**PROBLEM TO SOLVE**
Rescale the stretch of data below from the line containing "Box the black" through the line containing "0,29,124,190", reproducing every line in it, requests included. Multiply each bounding-box coordinate in the answers by 1.3 and round to whole numbers with halves going up, but leave the requests and their format samples as they are.

(Some records)
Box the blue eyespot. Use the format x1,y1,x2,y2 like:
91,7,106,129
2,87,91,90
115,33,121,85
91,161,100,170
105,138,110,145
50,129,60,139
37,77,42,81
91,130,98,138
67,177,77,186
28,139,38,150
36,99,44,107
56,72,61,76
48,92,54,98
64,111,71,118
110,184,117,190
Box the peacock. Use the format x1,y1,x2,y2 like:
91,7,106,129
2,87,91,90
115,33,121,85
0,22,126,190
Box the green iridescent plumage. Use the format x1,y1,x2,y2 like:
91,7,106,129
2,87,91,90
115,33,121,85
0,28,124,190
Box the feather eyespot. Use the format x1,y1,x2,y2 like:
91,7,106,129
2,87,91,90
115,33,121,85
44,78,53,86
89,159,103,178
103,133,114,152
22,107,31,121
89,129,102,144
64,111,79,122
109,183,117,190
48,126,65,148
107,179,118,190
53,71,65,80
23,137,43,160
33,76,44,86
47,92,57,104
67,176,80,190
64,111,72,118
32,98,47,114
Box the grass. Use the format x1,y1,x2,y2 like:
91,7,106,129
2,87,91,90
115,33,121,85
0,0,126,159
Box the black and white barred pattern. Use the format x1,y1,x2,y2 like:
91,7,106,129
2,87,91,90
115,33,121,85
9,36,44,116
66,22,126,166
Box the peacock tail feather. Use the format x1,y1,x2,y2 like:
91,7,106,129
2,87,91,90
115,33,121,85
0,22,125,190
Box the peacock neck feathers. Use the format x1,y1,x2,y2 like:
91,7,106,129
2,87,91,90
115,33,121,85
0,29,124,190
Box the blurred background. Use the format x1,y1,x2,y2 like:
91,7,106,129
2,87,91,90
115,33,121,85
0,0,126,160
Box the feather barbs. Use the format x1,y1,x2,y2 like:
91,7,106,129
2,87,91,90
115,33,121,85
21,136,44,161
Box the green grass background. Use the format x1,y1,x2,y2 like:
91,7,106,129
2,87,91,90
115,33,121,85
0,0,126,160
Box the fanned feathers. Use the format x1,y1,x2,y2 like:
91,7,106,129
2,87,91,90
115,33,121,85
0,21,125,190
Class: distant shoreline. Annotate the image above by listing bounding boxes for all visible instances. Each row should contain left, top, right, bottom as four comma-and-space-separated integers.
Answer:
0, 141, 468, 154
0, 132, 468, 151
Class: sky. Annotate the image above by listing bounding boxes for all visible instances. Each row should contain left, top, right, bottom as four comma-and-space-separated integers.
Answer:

**ANSWER TO THIS PROBLEM**
Box the black and white barred pattern. Use the format x1,y1,x2,y2 like:
91,7,106,129
2,87,91,90
115,33,121,85
12,47,57,151
86,29,164,216
Box the peacock tail feather. Use the format x1,y1,x2,y2 like:
91,7,106,129
2,87,91,90
115,33,121,85
0,29,163,247
Box the peacock neck feathers. Use the format x1,y1,x2,y2 like:
91,7,106,129
2,87,91,90
115,33,121,85
0,38,161,247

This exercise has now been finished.